#### [Treść zadania]
Powtórz wiernie, wiersz po wierszu, wszystkie dane zamieszczone poniżej.

Dane zapisane ze zbioru:
=======

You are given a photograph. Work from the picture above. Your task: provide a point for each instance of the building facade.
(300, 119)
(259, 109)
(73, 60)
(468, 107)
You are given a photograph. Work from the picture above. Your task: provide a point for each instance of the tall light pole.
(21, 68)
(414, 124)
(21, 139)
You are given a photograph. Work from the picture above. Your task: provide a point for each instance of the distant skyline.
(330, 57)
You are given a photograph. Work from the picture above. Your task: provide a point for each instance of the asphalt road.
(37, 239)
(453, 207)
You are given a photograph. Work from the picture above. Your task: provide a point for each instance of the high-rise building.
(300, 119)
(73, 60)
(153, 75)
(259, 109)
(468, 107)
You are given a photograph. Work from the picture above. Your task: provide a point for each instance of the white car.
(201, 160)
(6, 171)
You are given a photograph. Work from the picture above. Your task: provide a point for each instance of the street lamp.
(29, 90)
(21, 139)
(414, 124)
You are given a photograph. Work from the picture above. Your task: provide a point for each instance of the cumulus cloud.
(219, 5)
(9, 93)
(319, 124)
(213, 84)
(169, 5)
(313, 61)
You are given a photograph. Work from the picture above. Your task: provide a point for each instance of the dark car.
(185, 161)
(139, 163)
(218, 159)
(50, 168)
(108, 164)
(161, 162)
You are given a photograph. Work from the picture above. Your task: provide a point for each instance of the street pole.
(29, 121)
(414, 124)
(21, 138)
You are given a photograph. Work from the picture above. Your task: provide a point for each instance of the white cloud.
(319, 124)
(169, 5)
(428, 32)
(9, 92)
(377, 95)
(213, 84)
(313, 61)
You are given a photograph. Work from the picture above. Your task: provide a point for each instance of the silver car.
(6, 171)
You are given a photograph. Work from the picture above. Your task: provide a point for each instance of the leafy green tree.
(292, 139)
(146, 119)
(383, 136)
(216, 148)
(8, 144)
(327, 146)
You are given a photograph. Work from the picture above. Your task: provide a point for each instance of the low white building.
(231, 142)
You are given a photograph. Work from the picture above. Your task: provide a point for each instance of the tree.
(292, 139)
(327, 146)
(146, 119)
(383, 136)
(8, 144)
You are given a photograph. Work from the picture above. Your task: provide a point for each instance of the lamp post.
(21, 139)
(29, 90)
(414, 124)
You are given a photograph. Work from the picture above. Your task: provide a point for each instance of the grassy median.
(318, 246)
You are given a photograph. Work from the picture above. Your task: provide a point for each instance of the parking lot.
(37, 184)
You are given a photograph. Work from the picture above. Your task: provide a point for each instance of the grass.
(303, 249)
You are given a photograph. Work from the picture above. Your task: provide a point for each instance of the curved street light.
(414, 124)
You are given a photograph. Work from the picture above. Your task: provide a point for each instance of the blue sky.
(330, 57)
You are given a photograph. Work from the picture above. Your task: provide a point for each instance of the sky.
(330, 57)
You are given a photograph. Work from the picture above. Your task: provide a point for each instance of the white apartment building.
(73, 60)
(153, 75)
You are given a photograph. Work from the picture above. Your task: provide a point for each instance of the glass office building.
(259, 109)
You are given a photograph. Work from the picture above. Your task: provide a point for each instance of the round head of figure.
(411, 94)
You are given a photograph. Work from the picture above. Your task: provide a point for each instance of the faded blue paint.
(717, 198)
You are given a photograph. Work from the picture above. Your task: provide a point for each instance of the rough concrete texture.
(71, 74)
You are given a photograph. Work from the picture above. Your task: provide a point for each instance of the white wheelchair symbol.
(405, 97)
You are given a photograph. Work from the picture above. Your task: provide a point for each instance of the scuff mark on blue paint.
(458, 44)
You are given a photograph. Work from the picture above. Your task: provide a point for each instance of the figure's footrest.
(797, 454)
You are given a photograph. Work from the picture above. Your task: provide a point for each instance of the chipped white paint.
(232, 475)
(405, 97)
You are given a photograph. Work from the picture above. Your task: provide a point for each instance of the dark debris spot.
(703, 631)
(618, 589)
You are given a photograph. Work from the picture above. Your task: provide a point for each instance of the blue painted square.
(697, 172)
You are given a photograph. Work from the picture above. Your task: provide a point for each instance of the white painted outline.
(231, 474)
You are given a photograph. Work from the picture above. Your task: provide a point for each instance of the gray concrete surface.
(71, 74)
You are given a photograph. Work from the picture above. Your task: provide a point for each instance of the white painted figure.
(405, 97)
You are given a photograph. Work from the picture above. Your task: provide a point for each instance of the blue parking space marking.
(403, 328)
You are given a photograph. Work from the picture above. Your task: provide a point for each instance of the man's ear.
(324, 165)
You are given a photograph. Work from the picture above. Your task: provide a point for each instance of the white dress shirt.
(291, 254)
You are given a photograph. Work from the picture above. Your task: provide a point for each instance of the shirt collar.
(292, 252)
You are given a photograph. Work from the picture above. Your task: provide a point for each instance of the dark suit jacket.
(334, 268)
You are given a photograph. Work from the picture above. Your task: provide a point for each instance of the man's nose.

=======

#### [Rozwiązanie zadania]
You are given a photograph. Work from the picture above. Your task: provide a point for each instance of the building facade.
(300, 119)
(259, 109)
(73, 60)
(468, 107)
You are given a photograph. Work from the picture above. Your task: provide a point for each instance of the tall light pole.
(21, 68)
(414, 124)
(21, 139)
You are given a photograph. Work from the picture above. Your task: provide a point for each instance of the distant skyline.
(330, 57)
You are given a photograph. Work from the picture above. Your task: provide a point for each instance of the asphalt road.
(37, 239)
(453, 207)
You are given a photograph. Work from the picture above. Your task: provide a point for each instance of the high-rise building.
(300, 119)
(73, 60)
(153, 75)
(259, 109)
(468, 107)
You are given a photograph. Work from the picture above. Your task: provide a point for each instance of the white car.
(201, 160)
(6, 171)
You are given a photograph. Work from the picture above. Your task: provide a point for each instance of the street lamp.
(29, 90)
(21, 139)
(414, 124)
You are given a photograph. Work from the picture above. Your task: provide a point for each instance of the cumulus cloud.
(219, 5)
(9, 93)
(319, 124)
(213, 84)
(169, 5)
(313, 61)
You are given a photograph. Work from the picture above. Your task: provide a point for each instance of the dark car.
(185, 161)
(139, 163)
(218, 159)
(50, 168)
(108, 164)
(161, 162)
You are given a photograph. Work from the picture above. Your task: provide a point for each instance of the street pole.
(29, 121)
(414, 124)
(21, 138)
You are given a photograph. Work from the picture above. Your task: provide a point for each instance of the white cloud.
(319, 124)
(169, 5)
(428, 32)
(9, 92)
(377, 95)
(213, 84)
(313, 61)
You are given a photograph. Work from the picture above. Your task: provide a point for each instance of the silver car.
(6, 171)
You are given a photograph. Work from the picture above. Your task: provide a point for each instance of the leafy green tree.
(292, 139)
(146, 119)
(383, 136)
(216, 148)
(8, 144)
(327, 146)
You are given a photograph. Work from the picture above. Your task: provide a point for each instance of the low white building.
(231, 142)
You are given a photograph. Work from the picture above. Your task: provide a point for each instance of the tree.
(292, 139)
(327, 146)
(146, 119)
(383, 136)
(8, 144)
You are given a photograph. Work from the picture above. Your task: provide a point for each instance of the lamp post.
(21, 139)
(29, 90)
(414, 124)
You are given a photograph. Work from the picture above. Your task: provide a point for each instance of the grassy median.
(318, 246)
You are given a photograph. Work from the picture above. Your task: provide a point for each instance of the parking lot.
(37, 184)
You are given a photograph. Work from the picture above. Your task: provide a point for each instance of the grass.
(303, 249)
You are given a photograph. Work from the picture above. Your task: provide a point for each instance of the curved street light.
(414, 124)
You are given a photograph. Work from the picture above. Your task: provide a point for each instance of the blue sky.
(330, 57)
You are given a photograph. Work from the picture above. Your task: provide a point for each instance of the sky.
(330, 57)
You are given a photograph. Work from the picture above. Your task: provide a point for each instance of the white apartment building.
(73, 60)
(153, 75)
You are given a photograph. Work from the picture above. Your task: provide a point for each instance of the glass office building.
(259, 109)
You are given a photograph. Work from the picture above. Your task: provide a point for each instance of the round head of figure.
(411, 94)
You are given a photograph. Work from the picture above. Your task: provide a point for each instance of the faded blue paint.
(717, 198)
You are given a photograph. Work from the picture above. Your task: provide a point for each instance of the rough concrete texture.
(71, 74)
You are given a photograph. Work from the picture above. Your task: provide a point for each instance of the white wheelchair symbol.
(405, 97)
You are given a photograph. Work from the picture above. Your task: provide a point for each instance of the scuff mark on blue paint.
(458, 44)
You are given a photograph. Work from the picture above. Your task: provide a point for each instance of the figure's footrest.
(797, 454)
You are given a photograph. Work from the picture above. Your task: provide a point for each instance of the chipped white paint.
(232, 475)
(405, 97)
You are given a photograph. Work from the picture above. Your task: provide a point for each instance of the dark debris spot.
(703, 631)
(618, 589)
You are given a photograph. Work from the picture above. Your task: provide a point for each instance of the blue painted square.
(697, 172)
You are given a photograph. Work from the picture above. Your task: provide a point for each instance of the white painted outline.
(231, 474)
You are given a photograph. Work from the picture above. Your task: provide a point for each instance of the gray concrete surface.
(71, 74)
You are given a photograph. Work from the picture above. Your task: provide a point for each instance of the white painted figure.
(405, 97)
You are given a photograph. Work from the picture above. Your task: provide a point for each instance of the blue parking space marking.
(403, 328)
You are given a photograph. Work from the picture above. Your task: provide a point for each instance of the man's ear.
(324, 165)
You are given a photograph. Work from the picture above. Your task: provide a point for each instance of the white dress shirt.
(291, 254)
You are given a photograph. Work from the picture above. Your task: provide a point for each instance of the shirt collar.
(292, 252)
You are given a photograph. Work from the picture above. Your task: provide a point for each instance of the dark suit jacket.
(334, 268)
You are given a photograph. Work from the picture above. Your task: provide a point for each instance of the man's nose.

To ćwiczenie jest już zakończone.